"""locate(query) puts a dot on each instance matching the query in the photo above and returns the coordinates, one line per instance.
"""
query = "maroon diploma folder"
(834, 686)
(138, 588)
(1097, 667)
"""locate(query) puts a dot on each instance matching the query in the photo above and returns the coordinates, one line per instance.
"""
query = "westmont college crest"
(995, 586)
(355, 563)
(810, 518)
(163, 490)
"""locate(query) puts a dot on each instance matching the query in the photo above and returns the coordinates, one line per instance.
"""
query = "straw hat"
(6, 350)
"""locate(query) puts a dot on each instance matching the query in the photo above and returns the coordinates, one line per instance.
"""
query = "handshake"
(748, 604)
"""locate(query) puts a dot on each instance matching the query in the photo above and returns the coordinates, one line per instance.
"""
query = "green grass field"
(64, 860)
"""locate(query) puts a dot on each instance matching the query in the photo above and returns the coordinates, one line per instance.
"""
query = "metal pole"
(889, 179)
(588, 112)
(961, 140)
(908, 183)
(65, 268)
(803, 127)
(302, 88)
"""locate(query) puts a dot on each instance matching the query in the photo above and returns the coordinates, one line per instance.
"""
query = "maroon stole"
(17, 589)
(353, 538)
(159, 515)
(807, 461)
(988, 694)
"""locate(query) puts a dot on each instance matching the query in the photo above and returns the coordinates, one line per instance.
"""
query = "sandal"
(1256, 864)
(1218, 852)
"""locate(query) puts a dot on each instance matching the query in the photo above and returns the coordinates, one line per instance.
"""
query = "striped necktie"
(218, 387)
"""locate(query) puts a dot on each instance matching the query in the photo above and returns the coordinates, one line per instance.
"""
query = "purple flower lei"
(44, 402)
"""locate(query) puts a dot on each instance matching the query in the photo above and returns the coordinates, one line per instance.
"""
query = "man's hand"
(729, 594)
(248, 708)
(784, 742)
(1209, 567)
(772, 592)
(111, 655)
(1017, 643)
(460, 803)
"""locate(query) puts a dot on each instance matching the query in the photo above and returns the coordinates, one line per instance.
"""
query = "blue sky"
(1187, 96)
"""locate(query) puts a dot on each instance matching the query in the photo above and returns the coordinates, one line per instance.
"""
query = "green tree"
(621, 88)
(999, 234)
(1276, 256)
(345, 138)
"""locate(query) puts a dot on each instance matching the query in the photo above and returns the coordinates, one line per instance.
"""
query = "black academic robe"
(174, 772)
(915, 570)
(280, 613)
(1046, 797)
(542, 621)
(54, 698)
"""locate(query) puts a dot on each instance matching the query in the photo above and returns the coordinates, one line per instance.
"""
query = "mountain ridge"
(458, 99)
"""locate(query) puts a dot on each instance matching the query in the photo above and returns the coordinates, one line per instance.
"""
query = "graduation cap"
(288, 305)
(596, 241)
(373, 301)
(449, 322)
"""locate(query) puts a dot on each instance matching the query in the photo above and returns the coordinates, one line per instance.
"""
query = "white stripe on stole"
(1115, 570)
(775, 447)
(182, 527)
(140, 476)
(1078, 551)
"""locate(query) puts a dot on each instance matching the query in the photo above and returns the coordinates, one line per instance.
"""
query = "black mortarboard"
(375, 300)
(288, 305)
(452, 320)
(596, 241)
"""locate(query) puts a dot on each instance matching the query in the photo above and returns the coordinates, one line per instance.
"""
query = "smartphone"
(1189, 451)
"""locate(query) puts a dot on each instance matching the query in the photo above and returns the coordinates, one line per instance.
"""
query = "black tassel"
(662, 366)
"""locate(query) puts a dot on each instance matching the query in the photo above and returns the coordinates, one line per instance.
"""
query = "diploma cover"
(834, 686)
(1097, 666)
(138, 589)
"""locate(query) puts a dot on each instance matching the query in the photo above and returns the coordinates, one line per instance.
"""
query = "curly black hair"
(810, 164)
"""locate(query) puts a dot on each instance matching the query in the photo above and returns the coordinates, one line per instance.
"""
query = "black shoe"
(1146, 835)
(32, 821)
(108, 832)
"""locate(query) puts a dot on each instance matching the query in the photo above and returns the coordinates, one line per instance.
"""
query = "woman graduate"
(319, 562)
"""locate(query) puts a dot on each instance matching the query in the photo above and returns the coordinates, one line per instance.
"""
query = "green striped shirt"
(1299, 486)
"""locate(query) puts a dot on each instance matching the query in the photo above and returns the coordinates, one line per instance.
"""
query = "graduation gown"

Stated problem: Pull out every line in the rows above that contains the word "stole".

Answer for this exercise:
query = "maroon stole"
query = "white stripe on stole"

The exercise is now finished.